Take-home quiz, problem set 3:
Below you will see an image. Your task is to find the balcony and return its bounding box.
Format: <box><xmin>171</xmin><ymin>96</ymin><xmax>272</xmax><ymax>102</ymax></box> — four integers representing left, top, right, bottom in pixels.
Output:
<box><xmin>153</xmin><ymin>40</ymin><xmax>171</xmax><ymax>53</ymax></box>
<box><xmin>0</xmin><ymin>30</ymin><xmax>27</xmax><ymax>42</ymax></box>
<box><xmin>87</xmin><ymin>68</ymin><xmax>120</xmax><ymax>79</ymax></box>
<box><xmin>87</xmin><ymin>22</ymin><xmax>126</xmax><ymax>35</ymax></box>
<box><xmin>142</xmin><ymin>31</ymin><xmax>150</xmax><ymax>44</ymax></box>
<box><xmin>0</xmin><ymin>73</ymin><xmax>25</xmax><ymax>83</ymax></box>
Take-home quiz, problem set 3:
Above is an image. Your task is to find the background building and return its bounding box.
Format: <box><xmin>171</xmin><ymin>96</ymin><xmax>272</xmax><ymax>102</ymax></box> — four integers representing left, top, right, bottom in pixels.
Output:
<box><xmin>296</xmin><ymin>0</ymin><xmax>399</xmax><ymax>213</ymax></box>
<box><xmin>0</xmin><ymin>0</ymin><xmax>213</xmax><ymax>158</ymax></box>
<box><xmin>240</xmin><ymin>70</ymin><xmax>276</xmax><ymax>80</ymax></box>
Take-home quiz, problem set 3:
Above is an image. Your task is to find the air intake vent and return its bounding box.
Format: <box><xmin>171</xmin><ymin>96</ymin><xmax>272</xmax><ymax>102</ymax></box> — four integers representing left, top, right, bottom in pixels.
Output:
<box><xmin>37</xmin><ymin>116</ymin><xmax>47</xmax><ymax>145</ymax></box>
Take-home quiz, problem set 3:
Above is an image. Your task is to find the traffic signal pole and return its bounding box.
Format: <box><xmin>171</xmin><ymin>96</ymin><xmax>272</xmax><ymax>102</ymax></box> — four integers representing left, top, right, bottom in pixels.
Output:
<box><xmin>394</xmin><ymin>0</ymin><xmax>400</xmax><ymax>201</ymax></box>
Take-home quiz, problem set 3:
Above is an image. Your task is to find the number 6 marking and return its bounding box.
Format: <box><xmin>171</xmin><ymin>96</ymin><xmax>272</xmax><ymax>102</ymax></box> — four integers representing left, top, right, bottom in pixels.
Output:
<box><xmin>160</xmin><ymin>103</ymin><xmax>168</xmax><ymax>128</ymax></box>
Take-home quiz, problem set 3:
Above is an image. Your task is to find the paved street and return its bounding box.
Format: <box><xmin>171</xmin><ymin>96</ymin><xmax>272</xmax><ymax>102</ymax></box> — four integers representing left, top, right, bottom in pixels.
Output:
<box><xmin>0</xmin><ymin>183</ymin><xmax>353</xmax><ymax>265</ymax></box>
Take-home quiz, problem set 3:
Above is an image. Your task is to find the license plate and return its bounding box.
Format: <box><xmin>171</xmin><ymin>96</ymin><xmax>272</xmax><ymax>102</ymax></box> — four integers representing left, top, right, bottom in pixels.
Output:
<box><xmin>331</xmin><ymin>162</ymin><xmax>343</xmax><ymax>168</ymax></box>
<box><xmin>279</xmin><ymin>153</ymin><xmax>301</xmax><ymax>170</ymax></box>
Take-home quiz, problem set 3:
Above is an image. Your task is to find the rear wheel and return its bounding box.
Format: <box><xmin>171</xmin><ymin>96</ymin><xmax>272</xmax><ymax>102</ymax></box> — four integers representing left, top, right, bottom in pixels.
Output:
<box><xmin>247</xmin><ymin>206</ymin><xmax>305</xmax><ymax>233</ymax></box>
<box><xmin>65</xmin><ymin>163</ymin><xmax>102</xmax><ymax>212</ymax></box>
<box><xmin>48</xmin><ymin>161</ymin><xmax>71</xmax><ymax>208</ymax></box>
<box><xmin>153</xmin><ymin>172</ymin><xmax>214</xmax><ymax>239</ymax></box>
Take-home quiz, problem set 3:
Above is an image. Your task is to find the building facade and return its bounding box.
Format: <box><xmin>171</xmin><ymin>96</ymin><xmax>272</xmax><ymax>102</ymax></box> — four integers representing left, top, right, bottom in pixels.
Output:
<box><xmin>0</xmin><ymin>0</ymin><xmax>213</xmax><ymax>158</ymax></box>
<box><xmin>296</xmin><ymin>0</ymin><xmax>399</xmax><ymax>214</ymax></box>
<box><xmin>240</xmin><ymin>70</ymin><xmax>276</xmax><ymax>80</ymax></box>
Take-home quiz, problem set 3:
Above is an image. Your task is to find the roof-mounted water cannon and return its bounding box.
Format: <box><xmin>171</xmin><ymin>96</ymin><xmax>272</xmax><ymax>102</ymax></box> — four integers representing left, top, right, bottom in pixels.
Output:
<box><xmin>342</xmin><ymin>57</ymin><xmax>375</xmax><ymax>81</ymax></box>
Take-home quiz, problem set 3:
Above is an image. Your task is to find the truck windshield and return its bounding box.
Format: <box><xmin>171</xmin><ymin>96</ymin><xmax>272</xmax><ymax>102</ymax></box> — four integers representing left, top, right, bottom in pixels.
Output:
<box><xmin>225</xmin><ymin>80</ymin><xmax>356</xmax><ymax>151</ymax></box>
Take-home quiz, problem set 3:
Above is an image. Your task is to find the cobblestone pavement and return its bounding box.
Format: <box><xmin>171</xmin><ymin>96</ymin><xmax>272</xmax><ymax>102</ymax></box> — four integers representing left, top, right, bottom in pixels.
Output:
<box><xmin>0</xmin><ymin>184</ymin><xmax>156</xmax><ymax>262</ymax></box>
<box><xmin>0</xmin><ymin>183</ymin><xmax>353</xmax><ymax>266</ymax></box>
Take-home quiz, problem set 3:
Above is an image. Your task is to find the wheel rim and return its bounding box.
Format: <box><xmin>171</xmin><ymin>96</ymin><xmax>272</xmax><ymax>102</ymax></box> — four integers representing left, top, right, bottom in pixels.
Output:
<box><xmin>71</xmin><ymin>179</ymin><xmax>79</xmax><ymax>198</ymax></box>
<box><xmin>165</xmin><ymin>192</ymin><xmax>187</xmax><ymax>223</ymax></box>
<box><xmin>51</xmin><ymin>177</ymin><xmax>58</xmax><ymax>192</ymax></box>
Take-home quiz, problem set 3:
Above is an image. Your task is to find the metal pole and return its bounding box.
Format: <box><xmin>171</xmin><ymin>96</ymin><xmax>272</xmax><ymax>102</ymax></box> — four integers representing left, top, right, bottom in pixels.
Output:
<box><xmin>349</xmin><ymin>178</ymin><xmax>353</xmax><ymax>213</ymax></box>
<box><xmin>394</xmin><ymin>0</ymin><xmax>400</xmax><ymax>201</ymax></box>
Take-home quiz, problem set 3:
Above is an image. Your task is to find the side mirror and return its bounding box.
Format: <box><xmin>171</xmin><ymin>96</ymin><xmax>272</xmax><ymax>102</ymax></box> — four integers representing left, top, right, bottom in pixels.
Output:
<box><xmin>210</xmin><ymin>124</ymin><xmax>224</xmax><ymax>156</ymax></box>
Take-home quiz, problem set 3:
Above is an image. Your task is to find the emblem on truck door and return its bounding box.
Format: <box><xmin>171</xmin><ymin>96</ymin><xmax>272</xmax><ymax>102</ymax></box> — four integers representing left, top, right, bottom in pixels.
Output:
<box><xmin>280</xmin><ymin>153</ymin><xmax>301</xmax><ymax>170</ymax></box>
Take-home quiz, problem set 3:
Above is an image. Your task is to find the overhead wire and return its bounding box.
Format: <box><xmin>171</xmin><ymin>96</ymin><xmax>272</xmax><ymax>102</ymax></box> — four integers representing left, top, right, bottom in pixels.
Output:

To do >>
Show each line of the listing above in which the word "wheel" appears.

The completed task >>
Above is an image. Your task is to find the rear wheel and return its bounding box.
Above is an image. Your task is to find the wheel rim and return its bounding box.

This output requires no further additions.